Add the line for the linear model to my plot:
- abline( linear.model ) either this
- abline( lm( y ~ x ) ) or this, basically: abline( a, b ) is y = bx + a
Transform the data to fit a linear model, assuming the relationship is y = x^2, and plot it:
- plot( y ~ I(x^2) ) (that's a capital I (eye) for isolate, so that we can do math operations here)
- abline( lm(y ~ I(x^2)) ) or, if:
- new.model = lm( y ~ I(x^2) )
- abline( new.model )
Other commands (that I haven't tried yet) that extract information from a linear model:
- coef( lm() ) returns the coefficients
- residuals( lm() ) returns the residuals (vertical distance of point from best-fit line)
- predict( lm() ) performs predictions
- anova( lm() ) finds various sums of squares
- AIC( lm() ) is used for model selection
- fitted( lm() ) returns fitted values for y
- deviance( lm() ) returns RSS
Examples of Use from the Homework
NOTE: This one below isn't giving the correct answer yet.
Q: Find an exponential model y=ax^b for (a data set).
A: Enter your two vectors, x and y, and then:
df=data.frame(x,y) fit=nls( y ~ a*b^x, data=df ) summary(fit) Will give you the "Estimate" values for a and b, or: coef(fit) will also give them.
To predict at the x value 4 or the values 4, 5 and 6:
predict( fit, list( x=4 ) ) predict( fit, list( x=c(4,5,6) ) )

== == ==

### Problems and tasks
1. List every function in the R notes that appears under the heading about extracting information from a linear model.
2. Print the stretch of the R notes from "Add the line" through "from best-fit line)".

### Given information
== == ==

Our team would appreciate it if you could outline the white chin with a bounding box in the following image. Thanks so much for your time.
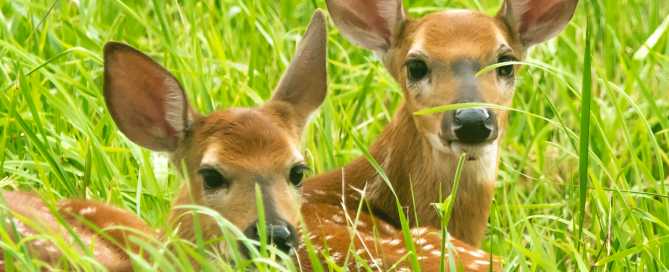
[450,140,497,161]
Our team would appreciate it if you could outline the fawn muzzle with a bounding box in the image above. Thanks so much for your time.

== == ==

### Task-by-task results
1. coef, residuals, predict, anova, AIC, fitted, deviance

2.
Add the line for the linear model to my plot:
- abline( linear.model ) either this
- abline( lm( y ~ x ) ) or this, basically: abline( a, b ) is y = bx + a
Transform the data to fit a linear model, assuming the relationship is y = x^2, and plot it:
- plot( y ~ I(x^2) ) (that's a capital I (eye) for isolate, so that we can do math operations here)
- abline( lm(y ~ I(x^2)) ) or, if:
- new.model = lm( y ~ I(x^2) )
- abline( new.model )
Other commands (that I haven't tried yet) that extract information from a linear model:
- coef( lm() ) returns the coefficients
- residuals( lm() ) returns the residuals (vertical distance of point from best-fit line)